▸ **Exercise details**:
Gather every line in the rows below that contains the word "tree", and copy each one in full.

▸ **Input material**:
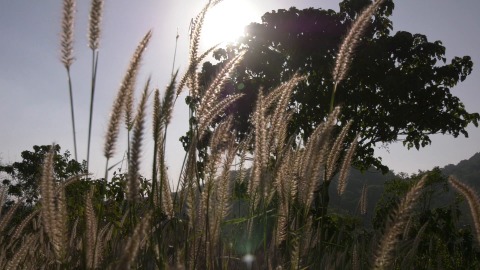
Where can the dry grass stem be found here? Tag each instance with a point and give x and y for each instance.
(383, 253)
(134, 165)
(336, 150)
(363, 200)
(91, 230)
(134, 243)
(473, 202)
(346, 165)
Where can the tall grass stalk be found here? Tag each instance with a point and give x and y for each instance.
(68, 58)
(96, 10)
(256, 203)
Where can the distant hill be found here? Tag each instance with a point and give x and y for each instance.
(467, 171)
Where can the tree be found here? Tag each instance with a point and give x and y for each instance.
(21, 178)
(398, 86)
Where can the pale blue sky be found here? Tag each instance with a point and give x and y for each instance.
(34, 107)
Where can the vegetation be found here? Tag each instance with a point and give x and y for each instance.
(258, 203)
(393, 85)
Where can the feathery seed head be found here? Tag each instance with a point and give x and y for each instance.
(96, 9)
(126, 89)
(67, 33)
(349, 44)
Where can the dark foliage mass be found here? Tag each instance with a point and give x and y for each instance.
(398, 87)
(21, 178)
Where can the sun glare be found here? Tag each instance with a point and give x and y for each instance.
(226, 21)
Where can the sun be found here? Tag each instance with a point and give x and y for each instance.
(226, 22)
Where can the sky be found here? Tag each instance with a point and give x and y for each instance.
(34, 100)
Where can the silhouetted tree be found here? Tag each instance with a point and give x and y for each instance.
(398, 86)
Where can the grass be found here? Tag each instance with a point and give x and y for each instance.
(224, 215)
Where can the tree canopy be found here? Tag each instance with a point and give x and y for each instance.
(398, 87)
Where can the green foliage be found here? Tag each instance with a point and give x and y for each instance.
(398, 85)
(21, 178)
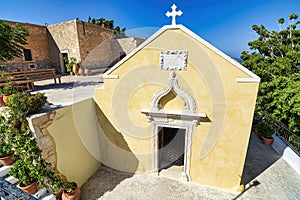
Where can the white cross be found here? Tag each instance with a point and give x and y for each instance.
(174, 13)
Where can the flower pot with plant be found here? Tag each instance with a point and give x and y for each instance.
(1, 97)
(7, 90)
(6, 147)
(87, 71)
(81, 71)
(6, 153)
(24, 171)
(70, 191)
(267, 131)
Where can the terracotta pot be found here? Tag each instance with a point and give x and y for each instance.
(75, 69)
(75, 195)
(81, 71)
(30, 189)
(5, 98)
(1, 101)
(7, 160)
(267, 141)
(87, 71)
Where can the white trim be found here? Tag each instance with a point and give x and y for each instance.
(196, 37)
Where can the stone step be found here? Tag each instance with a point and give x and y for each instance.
(173, 172)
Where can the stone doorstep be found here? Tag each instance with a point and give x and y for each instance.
(42, 194)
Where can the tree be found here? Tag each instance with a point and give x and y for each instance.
(12, 40)
(276, 59)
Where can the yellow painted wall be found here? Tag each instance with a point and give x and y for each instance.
(75, 133)
(219, 146)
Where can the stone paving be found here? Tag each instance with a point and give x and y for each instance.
(266, 174)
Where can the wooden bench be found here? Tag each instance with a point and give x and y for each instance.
(29, 77)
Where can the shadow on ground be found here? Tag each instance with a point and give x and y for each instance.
(259, 158)
(101, 181)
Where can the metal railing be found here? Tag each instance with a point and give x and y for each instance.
(282, 131)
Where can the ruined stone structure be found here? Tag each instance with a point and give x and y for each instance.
(48, 45)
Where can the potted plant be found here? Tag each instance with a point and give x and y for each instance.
(87, 71)
(6, 148)
(267, 131)
(6, 153)
(8, 90)
(1, 97)
(81, 70)
(70, 191)
(23, 170)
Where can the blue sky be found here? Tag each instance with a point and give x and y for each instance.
(225, 24)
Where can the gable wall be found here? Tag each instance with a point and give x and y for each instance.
(219, 146)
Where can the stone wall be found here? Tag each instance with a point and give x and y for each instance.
(129, 44)
(90, 36)
(38, 125)
(65, 36)
(38, 43)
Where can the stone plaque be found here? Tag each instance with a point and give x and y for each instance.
(173, 60)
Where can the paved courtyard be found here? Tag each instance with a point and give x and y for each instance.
(266, 174)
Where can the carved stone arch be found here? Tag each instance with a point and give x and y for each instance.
(161, 118)
(172, 86)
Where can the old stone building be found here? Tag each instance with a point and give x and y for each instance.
(48, 45)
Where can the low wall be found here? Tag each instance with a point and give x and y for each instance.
(68, 138)
(38, 125)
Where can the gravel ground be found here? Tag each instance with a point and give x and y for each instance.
(274, 177)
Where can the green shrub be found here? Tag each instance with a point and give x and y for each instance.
(266, 130)
(5, 149)
(9, 88)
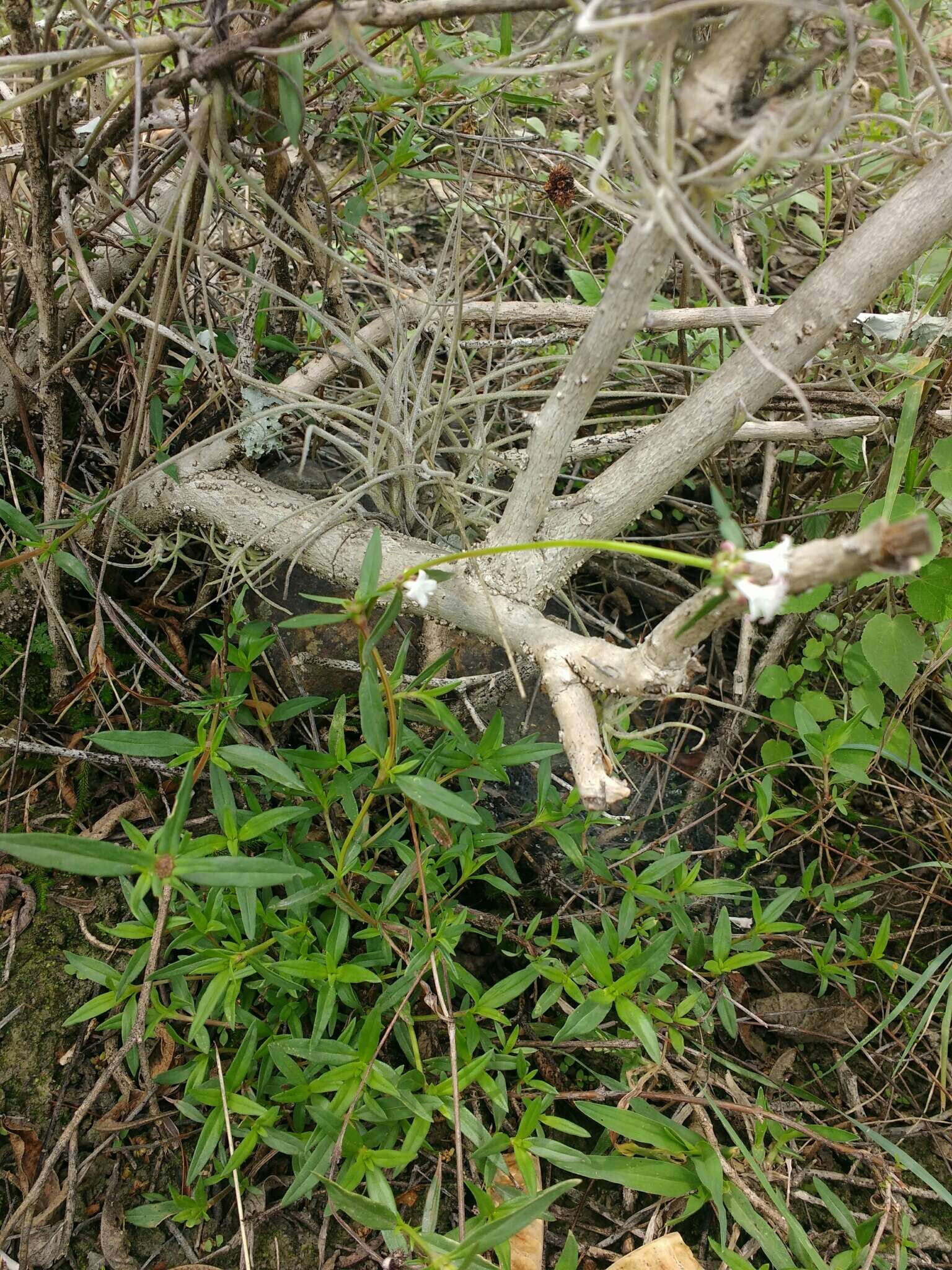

▸ **The result**:
Where can the tree be found here? Tag each instance with a point and give x and y for each instance.
Where can the silhouetted tree be found here? Tag each instance with a point and give x and y for each instance.
Where can the tree canopy be found here? Tag each instance with a point and give x and y for each instance.
Where can the tree be found here? Tag each instance with a point and give x and y for each instance.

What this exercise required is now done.